Data for review Start Marker

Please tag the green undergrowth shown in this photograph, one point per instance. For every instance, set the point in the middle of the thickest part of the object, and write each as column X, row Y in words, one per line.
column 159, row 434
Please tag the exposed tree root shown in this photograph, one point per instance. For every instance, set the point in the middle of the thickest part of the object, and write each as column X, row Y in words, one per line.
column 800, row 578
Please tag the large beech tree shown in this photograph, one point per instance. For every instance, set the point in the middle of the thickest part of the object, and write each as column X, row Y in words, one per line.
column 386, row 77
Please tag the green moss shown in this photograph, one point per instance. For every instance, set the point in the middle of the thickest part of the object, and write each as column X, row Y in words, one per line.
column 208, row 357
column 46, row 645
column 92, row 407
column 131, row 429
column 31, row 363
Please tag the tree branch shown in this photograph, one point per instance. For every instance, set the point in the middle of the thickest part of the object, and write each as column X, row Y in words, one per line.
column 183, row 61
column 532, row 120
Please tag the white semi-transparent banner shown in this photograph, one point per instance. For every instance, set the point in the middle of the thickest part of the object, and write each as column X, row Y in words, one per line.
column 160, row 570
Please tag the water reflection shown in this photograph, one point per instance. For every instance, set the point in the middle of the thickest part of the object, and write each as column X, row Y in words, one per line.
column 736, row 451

Data for review End Marker

▶ **Exercise brief**:
A full, exact copy of the entries is the required answer.

▶ **Solution to this exercise**:
Please tag the green undergrowth shown in this photograph, one point per instance. For every instance, set the point in the middle of the thickest part of the object, and write each as column X, row Y in words, one per line.
column 159, row 434
Please tag the exposed tree root shown in this photograph, one point per instance. For every instance, set the point in the middle of the thickest part of the object, and write each as column X, row Y in words, one per line.
column 800, row 578
Please tag the large beech tree shown in this photograph, one point per instance. For every instance, set the point in the middle of the thickest part of the object, and write each as column X, row Y in words, one per line.
column 386, row 77
Please tag the green moss shown in this photograph, one point per instance. For every instance, set the point in the middle of the thickest part of the object, and write each as column X, row Y in words, one per line.
column 208, row 357
column 46, row 645
column 92, row 407
column 131, row 429
column 31, row 363
Please tag the tree branch shown in this photograph, one point per instance. For every instance, set the point in the middle of the thickest part of the object, and write each as column X, row Y in words, one per line.
column 183, row 61
column 532, row 120
Please tag the white semi-transparent banner shown in this photograph, one point per instance. For every instance, set the point in the middle of the thickest part of the object, and write each as column X, row Y in words, one per line.
column 160, row 570
Please tag the water reflection shown in this photograph, one point per instance. For every instance, set the point in the middle of the thickest part of the object, and write each as column X, row Y in words, one per line.
column 736, row 451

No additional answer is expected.